● **Written tasks**
1. In the clutch pedal post below, which hole on the brake pedal is the master cylinder attachment point for power brakes?
2. Using the clutch pedal post below, state whether each statement agrees with it. Give yes or no for each, and quote the deciding words.
(a) The car described has more than 176,000 miles on the odometer.
(b) The parts list calls for two shell type needle bearings.
(c) The parts were painted with Rustoleum before the primer was applied.

# Clutch Pedal Mod's -1968



## PontiacJim (Dec 29, 2012)

*Clutch Pedal & Rod Parts List*

1 - Grade 5 7/16" x 5" Bolt
2 - INA SCE78 Shell Type Needle Bearing 7/16" ID x 5/8" OD x 1/2" W.
1 - Kit (4 pcs) Clutch/Brake Pedal Shaft Bushings
2 - 1/2"-20 Thread x 1/2" Dia. Hole Right Hand Heim Joint
1 - 3/8" ID x 1/2" OD x 1" L Steel Spacer
1 - Grade 8 3/8"-16 Thread x 2" Flange Bolt
1 - Grade 8 3/8"-16 Flange Lock Nut

*WARNING! *This set-up will require fabrication skills and tools to do the job. I used a high-speed die grinder with cut-off wheel, 1/2"-20 thread die and handle, and welder. Always wear ear & eye protection.

My '68 Lemans has over 176,000 miles on the odometer. In its disassembled state, I wanted to refurbish the clutch & brake pedal assembly. This may apply to other years as well. The diagram is from the Factory Manual that shows the pedal bracket, pedals, pedal shaft bolt/steel & plastic bushings, clutch rod, and the counter shaft with all its parts to operate the clutch.

Pic #1, #2, & #3 is my pedal assembly & clutch rod. You can see in pic #2 how the pedals are attached to the bracket. The pedals themselves each have a pinched tube on them that a steel spacer goes into, a plastic bushing fits on each end, and the long bolt and lock nut runs through the bracket & steel spacers to bolt everything together.

I sandblasted all my parts to get them clean, sprayed a coat of Self Etching Primer, followed by a couple coats of Rustoleum Ultra High Temp Black. Mine got a little bumped & bruised, so they got one last coat of paint when I was done with everything.

Pic #4 shows brake pedal and the location of the brake switch. You can see 2 holes on the brake pedal. The top hole has the pin in it that the non-power master cylinder brake rod attaches to. If you have power brakes, or add power brakes, the master cylinder attachment point is the lower hole. The top hole provides more leverage which is not needed for power brakes and may make your power brakes a little touchy - and the master cylinder rod may be of a different length versus manual brakes which could also make for braking problems.

● **Data extract**

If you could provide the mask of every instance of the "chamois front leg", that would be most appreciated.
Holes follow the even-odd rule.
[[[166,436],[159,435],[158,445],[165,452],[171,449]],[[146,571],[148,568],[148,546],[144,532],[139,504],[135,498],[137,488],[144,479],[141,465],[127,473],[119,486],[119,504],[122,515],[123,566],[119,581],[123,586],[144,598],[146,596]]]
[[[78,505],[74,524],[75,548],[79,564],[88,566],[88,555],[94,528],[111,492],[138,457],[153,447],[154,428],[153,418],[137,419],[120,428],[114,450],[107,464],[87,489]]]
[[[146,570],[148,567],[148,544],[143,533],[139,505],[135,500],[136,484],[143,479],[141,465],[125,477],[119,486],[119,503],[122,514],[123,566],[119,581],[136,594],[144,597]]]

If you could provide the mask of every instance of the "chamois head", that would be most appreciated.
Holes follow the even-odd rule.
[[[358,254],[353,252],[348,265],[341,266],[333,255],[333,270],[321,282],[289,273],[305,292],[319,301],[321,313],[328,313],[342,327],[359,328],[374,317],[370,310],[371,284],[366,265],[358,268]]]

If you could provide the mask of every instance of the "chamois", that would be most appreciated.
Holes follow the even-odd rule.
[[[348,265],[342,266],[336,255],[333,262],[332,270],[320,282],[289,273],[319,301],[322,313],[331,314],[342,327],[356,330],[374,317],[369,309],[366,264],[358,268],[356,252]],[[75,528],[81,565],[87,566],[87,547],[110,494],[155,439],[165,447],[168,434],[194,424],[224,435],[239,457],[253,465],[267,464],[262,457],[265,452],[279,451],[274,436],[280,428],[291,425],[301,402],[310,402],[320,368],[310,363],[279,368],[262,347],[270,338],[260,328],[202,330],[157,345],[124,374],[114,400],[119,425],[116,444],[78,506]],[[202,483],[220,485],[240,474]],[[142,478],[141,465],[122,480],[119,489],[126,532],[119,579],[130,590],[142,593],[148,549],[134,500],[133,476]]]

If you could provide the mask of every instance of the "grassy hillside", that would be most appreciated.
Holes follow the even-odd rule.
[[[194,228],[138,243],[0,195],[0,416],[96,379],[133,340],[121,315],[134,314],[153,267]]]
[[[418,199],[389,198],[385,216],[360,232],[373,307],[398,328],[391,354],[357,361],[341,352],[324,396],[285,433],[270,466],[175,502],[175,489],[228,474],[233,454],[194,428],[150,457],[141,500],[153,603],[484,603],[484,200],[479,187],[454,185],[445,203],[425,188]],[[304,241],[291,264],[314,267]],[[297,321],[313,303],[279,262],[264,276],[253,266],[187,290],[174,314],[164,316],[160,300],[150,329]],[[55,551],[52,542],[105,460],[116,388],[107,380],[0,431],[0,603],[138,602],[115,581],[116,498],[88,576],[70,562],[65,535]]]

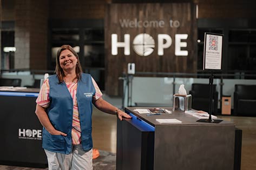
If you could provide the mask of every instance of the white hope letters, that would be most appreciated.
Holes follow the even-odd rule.
[[[146,37],[152,37],[144,33],[143,34]],[[137,35],[134,39],[137,39],[136,37],[140,36],[140,37],[141,37],[141,34]],[[182,40],[186,40],[188,38],[187,34],[176,34],[175,35],[175,55],[177,56],[187,56],[188,55],[188,52],[187,50],[181,50],[181,47],[187,47],[187,43],[186,42],[182,42]],[[144,37],[144,36],[143,36]],[[119,47],[123,47],[124,48],[124,54],[126,56],[129,56],[130,53],[130,35],[129,34],[124,34],[124,41],[123,42],[117,42],[117,35],[116,33],[111,34],[111,54],[112,55],[117,55],[117,48]],[[145,45],[148,45],[148,44],[145,44],[145,42],[147,42],[147,39],[142,39],[137,42],[133,42],[133,45],[142,45],[145,46]],[[151,41],[153,42],[154,41]],[[172,37],[167,34],[159,34],[157,35],[157,55],[159,56],[163,56],[164,55],[164,49],[169,48],[172,44]],[[151,46],[151,48],[153,49],[154,47],[154,44],[149,44]],[[147,53],[147,55],[141,55],[140,53],[138,53],[136,51],[136,48],[134,47],[134,50],[135,51],[137,54],[146,56],[148,56],[149,54]],[[151,53],[153,52],[153,50],[151,50]]]

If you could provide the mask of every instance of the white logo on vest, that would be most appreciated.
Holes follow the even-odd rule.
[[[87,98],[93,97],[93,93],[84,93],[83,94],[86,95]]]

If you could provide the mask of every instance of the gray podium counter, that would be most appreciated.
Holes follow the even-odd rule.
[[[39,89],[0,88],[0,164],[47,166],[41,125],[35,113]]]
[[[178,111],[150,116],[134,111],[147,108],[127,107],[133,118],[117,121],[117,170],[234,169],[234,124],[199,123]],[[161,124],[156,119],[182,123]]]

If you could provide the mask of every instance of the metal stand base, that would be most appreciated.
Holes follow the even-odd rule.
[[[203,122],[203,123],[211,123],[214,124],[218,124],[220,122],[222,121],[222,120],[220,119],[201,119],[198,120],[196,120],[198,122]]]

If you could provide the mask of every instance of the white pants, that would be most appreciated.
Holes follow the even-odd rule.
[[[93,149],[84,152],[81,144],[73,145],[69,154],[44,151],[49,170],[93,170]]]

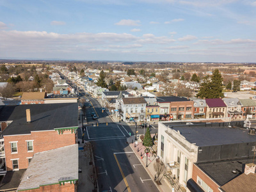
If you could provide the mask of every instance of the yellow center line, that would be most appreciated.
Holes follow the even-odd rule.
[[[118,167],[119,167],[119,170],[120,170],[120,172],[121,172],[122,176],[123,177],[124,181],[124,182],[125,183],[125,185],[126,185],[126,187],[127,188],[128,191],[131,192],[130,187],[129,187],[129,185],[128,185],[128,182],[127,182],[127,180],[126,180],[125,177],[124,176],[123,170],[122,170],[122,168],[121,168],[121,166],[120,166],[120,164],[119,164],[119,161],[118,161],[118,160],[117,159],[116,156],[115,154],[114,154],[114,156],[115,156],[115,159],[116,159],[116,163],[117,163],[117,165],[118,165]]]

● **Outputs by task**
1. The lower hole.

2.
(a) Yes: "My '68 Lemans has over 176,000 miles on the odometer."
(b) Yes: "2 - INA SCE78 Shell Type Needle Bearing 7/16" ID x 5/8" OD x 1/2" W."
(c) No: "sprayed a coat of Self Etching Primer, followed by a couple coats of Rustoleum Ultra High Temp Black."